# Silver loaded rubber



## finegold (Apr 18, 2017)

Good evening all. I came across a post today regarding silver loaded rubber in a tread below by Goran,(my apologize if misspelt, I do not have umlaut key on my laptop .I probably should have just written G_Axelsson),anyhow I started a new thread hoping to gain some information on this material and in the process let others now it exists. I got about 30 lbs of this several years ago from a friend of a friend, he knew I was into pm recovery and gave it to me, he installs garage doors and insists there is silver in it. I have done many searches about silver infused rubber but have found no info about it, but after reading today someone else has at least heard of it.
Goran suggests incineration and test, I was thinking pryrolisation first due to the rubber, then incinerate and test.... I have no schwerters on hand at moment,but know its in my notebook. this was a low priority to me but seeing that post sparked interest again, any info on this type material would be appreciated, who would think to look in rubber for silver, and why?
thanks to all for my free education. Cant wait to be able to return the favor


----------



## solar_plasma (Apr 19, 2017)

> http://hollandshielding.de/content/Filemanager/PDF_5750%20Conductive%20rubber%20[English]_November-18-2010-224pm.pdf



edit: I think the direct link didn't work, so you need to copy and paste it.


----------



## finegold (Apr 23, 2017)
-------------------------
* _Given instruction a_
Copy the lines of the listing, starting at the line that contains "Phrase: bokeh background" and ending with the final line of the listing, both ends included. Leave the pictures out of your copy.
-------------------------
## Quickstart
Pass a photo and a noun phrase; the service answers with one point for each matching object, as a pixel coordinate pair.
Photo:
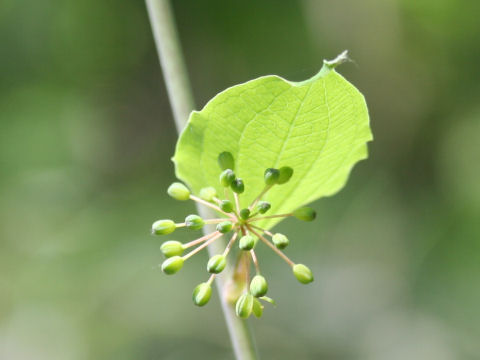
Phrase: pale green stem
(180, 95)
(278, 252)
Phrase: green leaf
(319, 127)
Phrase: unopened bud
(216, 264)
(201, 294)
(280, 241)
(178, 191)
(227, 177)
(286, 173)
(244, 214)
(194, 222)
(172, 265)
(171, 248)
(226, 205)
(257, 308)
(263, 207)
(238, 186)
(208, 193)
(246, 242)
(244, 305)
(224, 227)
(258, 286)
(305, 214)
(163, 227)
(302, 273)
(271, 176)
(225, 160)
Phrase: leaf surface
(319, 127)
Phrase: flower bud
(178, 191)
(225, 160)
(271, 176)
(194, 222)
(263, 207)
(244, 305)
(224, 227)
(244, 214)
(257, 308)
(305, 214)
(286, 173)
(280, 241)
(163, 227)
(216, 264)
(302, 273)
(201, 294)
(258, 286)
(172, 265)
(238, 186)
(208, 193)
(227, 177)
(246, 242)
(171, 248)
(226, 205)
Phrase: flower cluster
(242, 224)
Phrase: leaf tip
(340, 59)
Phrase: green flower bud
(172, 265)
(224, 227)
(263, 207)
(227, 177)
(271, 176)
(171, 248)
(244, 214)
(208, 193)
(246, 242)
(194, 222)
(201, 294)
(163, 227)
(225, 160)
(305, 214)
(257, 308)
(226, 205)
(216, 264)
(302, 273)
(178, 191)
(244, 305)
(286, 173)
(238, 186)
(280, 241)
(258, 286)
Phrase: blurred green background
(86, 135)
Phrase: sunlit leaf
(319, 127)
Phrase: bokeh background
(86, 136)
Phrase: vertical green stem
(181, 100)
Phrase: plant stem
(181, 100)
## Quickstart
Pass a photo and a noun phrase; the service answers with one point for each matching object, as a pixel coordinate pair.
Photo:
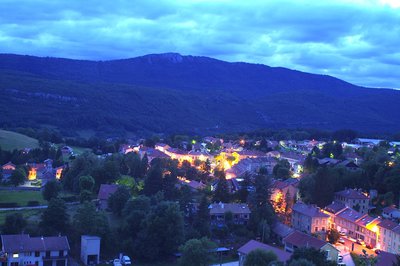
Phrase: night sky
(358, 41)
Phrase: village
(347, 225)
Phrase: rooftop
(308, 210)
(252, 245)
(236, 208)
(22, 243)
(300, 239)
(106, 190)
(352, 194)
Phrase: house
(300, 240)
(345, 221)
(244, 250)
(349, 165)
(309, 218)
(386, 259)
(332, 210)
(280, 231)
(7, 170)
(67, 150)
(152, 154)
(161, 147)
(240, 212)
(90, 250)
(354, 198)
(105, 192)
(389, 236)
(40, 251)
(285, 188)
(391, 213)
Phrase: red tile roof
-------------------------
* _Given instruction b_
Continue the forum thread on silver loaded rubber from the point where it stops.

* _Final result a_
Phrase: bokeh background
(86, 136)
Phrase: vertical green stem
(181, 100)
Phrase: plant stem
(181, 100)
## Quickstart
Pass a photo and a noun phrase; the service answers with one point for each matching object, as a pixel coordinate pair.
Photo:
Phrase: night sky
(358, 41)
Phrase: village
(347, 225)
Phrase: rooftop
(308, 210)
(252, 245)
(236, 208)
(22, 243)
(300, 239)
(106, 190)
(352, 194)
Phrase: house
(300, 240)
(345, 221)
(244, 250)
(349, 165)
(309, 218)
(386, 259)
(332, 210)
(280, 231)
(7, 170)
(67, 150)
(152, 154)
(161, 147)
(240, 212)
(90, 250)
(354, 198)
(105, 192)
(389, 236)
(40, 251)
(285, 188)
(391, 213)
Phrase: red tile roof

* _Final result b_
Just wanted to post quick thanks to you Bjorn for the link,wasnt able to copy/paste,but that's probably my fault...going to put in manually tomorrow....really am more interested why one would infuse rubber for a garage door with silver than I am with the yield...though im also interested in that also.
That you could come up with anything is greatly appreacited,all my searches on the subject came up nil. Ill manually input that link tomorrow and have a look. thanks again

Glen


----------



## macfixer01 (Apr 24, 2017)

finegold said:


> Just wanted to post quick thanks to you Bjorn for the link,wasnt able to copy/paste,but that's probably my fault...going to put in manually tomorrow....really am more interested why one would infuse rubber for a garage door with silver than I am with the yield...though im also interested in that also.
> That you could come up with anything is greatly appreacited,all my searches on the subject came up nil. Ill manually input that link tomorrow and have a look. thanks again
> 
> Glen




Copy and past worked for me. Try this shorter link I made through tinyurl:


https://tinyurl.com/kdr8mcp


Macfixer01


----------



## Rougemillenial (Dec 3, 2017)

finegold said:


> Good evening all. I came across a post today regarding silver loaded rubber in a tread below by Goran,(my apologize if misspelt, I do not have umlaut key on my laptop .I probably should have just written G_Axelsson),anyhow I started a new thread hoping to gain some information on this material and in the process let others now it exists. I got about 30 lbs of this several years ago from a friend of a friend, he knew I was into pm recovery and gave it to me, he installs garage doors and insists there is silver in it. I have done many searches about silver infused rubber but have found no info about it, but after reading today someone else has at least heard of it.
> Goran suggests incineration and test, I was thinking pryrolisation first due to the rubber, then incinerate and test.... I have no schwerters on hand at moment,but know its in my notebook. this was a low priority to me but seeing that post sparked interest again, any info on this type material would be appreciated, who would think to look in rubber for silver, and why?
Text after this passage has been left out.